*** Material provided ***

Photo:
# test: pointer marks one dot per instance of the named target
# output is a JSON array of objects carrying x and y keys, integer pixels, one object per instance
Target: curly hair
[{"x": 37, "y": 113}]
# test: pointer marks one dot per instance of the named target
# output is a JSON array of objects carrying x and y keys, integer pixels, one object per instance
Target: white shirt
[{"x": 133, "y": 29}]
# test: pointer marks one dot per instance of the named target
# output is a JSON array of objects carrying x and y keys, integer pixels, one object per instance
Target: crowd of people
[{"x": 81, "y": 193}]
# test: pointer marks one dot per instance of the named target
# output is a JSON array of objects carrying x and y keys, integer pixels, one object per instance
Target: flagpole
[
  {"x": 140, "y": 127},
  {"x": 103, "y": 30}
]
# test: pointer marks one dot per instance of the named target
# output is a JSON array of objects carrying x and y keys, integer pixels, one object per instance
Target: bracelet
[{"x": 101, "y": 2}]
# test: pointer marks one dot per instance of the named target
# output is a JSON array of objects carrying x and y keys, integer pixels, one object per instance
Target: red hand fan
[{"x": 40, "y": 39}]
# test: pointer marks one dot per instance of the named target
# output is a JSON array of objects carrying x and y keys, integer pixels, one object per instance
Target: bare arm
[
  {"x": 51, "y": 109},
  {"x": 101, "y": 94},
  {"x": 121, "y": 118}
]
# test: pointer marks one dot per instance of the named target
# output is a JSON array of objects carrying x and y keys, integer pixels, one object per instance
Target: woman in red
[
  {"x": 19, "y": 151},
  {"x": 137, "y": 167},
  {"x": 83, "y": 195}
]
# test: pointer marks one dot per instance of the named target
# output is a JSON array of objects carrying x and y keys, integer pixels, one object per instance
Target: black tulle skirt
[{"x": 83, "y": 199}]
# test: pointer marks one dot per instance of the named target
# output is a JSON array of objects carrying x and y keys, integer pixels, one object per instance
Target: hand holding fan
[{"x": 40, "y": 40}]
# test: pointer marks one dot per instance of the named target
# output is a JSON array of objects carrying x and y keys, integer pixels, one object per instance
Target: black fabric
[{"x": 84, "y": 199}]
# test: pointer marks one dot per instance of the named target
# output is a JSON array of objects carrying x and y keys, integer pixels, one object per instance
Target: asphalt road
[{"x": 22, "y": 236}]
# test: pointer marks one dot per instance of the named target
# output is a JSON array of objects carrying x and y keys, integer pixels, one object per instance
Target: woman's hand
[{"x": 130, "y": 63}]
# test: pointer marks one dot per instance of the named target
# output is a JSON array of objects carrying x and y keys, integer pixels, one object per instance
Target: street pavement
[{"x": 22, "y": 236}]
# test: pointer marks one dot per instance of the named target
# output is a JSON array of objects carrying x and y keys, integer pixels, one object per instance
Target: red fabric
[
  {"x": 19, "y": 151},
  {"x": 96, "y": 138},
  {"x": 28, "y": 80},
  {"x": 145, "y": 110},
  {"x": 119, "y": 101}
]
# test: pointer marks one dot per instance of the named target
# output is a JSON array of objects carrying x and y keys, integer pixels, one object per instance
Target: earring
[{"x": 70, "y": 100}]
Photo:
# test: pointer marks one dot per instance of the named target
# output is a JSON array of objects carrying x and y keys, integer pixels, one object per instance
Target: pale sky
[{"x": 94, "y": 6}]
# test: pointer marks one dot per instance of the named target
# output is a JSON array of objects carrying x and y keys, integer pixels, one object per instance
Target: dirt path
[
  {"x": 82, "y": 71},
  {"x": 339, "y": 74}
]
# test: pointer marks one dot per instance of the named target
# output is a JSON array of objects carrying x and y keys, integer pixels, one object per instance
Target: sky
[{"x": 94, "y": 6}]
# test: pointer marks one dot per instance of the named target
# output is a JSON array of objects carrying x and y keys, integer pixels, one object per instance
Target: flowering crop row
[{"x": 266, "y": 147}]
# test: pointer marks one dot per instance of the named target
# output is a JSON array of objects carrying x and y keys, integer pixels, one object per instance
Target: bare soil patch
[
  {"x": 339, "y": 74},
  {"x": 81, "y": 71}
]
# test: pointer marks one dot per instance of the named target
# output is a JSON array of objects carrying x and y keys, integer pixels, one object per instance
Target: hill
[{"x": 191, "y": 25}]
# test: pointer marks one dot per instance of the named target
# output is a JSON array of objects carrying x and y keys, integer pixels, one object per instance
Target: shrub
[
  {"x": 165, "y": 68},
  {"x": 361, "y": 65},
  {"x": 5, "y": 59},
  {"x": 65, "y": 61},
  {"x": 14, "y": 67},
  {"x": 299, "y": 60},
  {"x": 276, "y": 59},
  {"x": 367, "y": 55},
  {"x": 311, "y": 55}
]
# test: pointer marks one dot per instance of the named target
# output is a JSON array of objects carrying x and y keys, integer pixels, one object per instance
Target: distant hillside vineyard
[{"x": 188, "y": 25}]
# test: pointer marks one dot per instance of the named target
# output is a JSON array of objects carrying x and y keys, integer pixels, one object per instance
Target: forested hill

*** End of Material provided ***

• Exercise description: All of the records need to be transcribed exactly.

• Solved exercise:
Photo:
# test: pointer marks one dot per instance of the named target
# output is a JSON array of objects carrying x and y keys, integer pixels, one object per instance
Target: curly hair
[{"x": 37, "y": 113}]
# test: pointer marks one dot per instance of the named target
# output is a JSON array of objects carrying x and y keys, integer pixels, one object per instance
Target: white shirt
[{"x": 133, "y": 29}]
# test: pointer marks one dot per instance of the named target
# output is a JSON array of objects carrying x and y keys, integer pixels, one object per instance
Target: crowd of people
[{"x": 81, "y": 193}]
# test: pointer marks one dot per instance of the named target
# output is a JSON array of objects carrying x and y keys, integer pixels, one object per instance
Target: flagpole
[
  {"x": 140, "y": 127},
  {"x": 103, "y": 30}
]
# test: pointer marks one dot per instance of the named target
# output is a JSON array of objects carrying x and y keys, integer pixels, one object per instance
Target: bracelet
[{"x": 101, "y": 2}]
# test: pointer marks one dot per instance of the named target
# output is a JSON array of objects carrying x and y keys, integer pixels, one object per instance
Target: red hand fan
[{"x": 40, "y": 39}]
# test: pointer marks one dot per instance of the named target
# output is a JSON array of objects carrying x and y keys, integer pixels, one object per instance
Target: bare arm
[
  {"x": 51, "y": 109},
  {"x": 101, "y": 94},
  {"x": 121, "y": 118}
]
# test: pointer marks one dot per instance of the named target
# output is a JSON array of objects carrying x and y keys, integer pixels, one object per instance
Target: woman in red
[
  {"x": 19, "y": 151},
  {"x": 137, "y": 167},
  {"x": 83, "y": 195}
]
# test: pointer marks one dot per instance of the named target
# output is a JSON array of objects carrying x and y keys, integer pixels, one object per instance
Target: black tulle skirt
[{"x": 83, "y": 199}]
# test: pointer marks one dot per instance of the named target
# output is a JSON array of objects carrying x and y keys, integer pixels, one object per instance
Target: hand holding fan
[{"x": 40, "y": 40}]
# test: pointer marks one dot per instance of the named target
# output is a JSON array of objects carrying x and y keys, integer pixels, one object per instance
Target: black fabric
[{"x": 84, "y": 199}]
# test: pointer marks one dot per instance of the named target
# output is a JSON array of objects carrying x and y keys, integer pixels, one object per instance
Target: asphalt road
[{"x": 22, "y": 236}]
# test: pointer marks one dot per instance of the named target
# output is a JSON array of objects carrying x and y keys, integer pixels, one object per instance
Target: woman's hand
[{"x": 130, "y": 63}]
# test: pointer marks one dot per instance of the named target
# output is a JSON array of objects carrying x and y keys, integer pixels, one object per instance
Target: street pavement
[{"x": 22, "y": 236}]
# test: pointer marks one dot per instance of the named target
# output is a JSON array of objects carrying x and y keys, integer pixels, one object per instance
Target: red fabric
[
  {"x": 19, "y": 151},
  {"x": 96, "y": 138},
  {"x": 28, "y": 80},
  {"x": 145, "y": 110},
  {"x": 119, "y": 101}
]
# test: pointer marks one dot per instance of the named target
# output is a JSON array of objects carrying x and y keys, integer pixels, one object per instance
Target: earring
[{"x": 70, "y": 100}]
Photo:
# test: pointer marks one dot per instance of the named target
# output is a JSON array of objects carrying x and y keys, integer pixels, one object per instance
Target: pale sky
[{"x": 94, "y": 6}]
# test: pointer marks one dot per instance of the named target
# output is a JSON array of objects carrying x and y keys, integer pixels, one object per instance
Target: dirt path
[
  {"x": 82, "y": 71},
  {"x": 339, "y": 74}
]
# test: pointer marks one dot per instance of the named target
# output is a JSON array of objects carrying x and y keys, integer pixels, one object per instance
Target: sky
[{"x": 94, "y": 6}]
# test: pointer marks one dot per instance of the named target
# output is a JSON array of objects carrying x and y keys, integer pixels, one object per instance
Target: flowering crop row
[{"x": 266, "y": 147}]
# test: pointer marks one dot per instance of the named target
# output is a JSON array of objects carrying x and y keys, integer pixels, one object per instance
Target: bare soil patch
[
  {"x": 339, "y": 74},
  {"x": 81, "y": 71}
]
# test: pointer marks one dot per instance of the named target
# output is a JSON array of objects carrying x and y keys, integer pixels, one object per instance
Target: hill
[{"x": 191, "y": 25}]
# test: pointer marks one dot per instance of the named target
# output is a JSON array of objects carrying x and y keys, integer pixels, one object per instance
Target: shrub
[
  {"x": 165, "y": 68},
  {"x": 361, "y": 65},
  {"x": 5, "y": 59},
  {"x": 65, "y": 61},
  {"x": 14, "y": 67},
  {"x": 299, "y": 60},
  {"x": 276, "y": 59},
  {"x": 367, "y": 55},
  {"x": 311, "y": 55}
]
# test: pointer marks one dot per instance of the named target
# output is a JSON array of objects carrying x and y keys, integer pixels, one object per instance
Target: distant hillside vineyard
[{"x": 188, "y": 25}]
# test: pointer marks one dot per instance of the named target
# output is a JSON array of objects carrying x and y keys, integer pixels, one object per instance
Target: forested hill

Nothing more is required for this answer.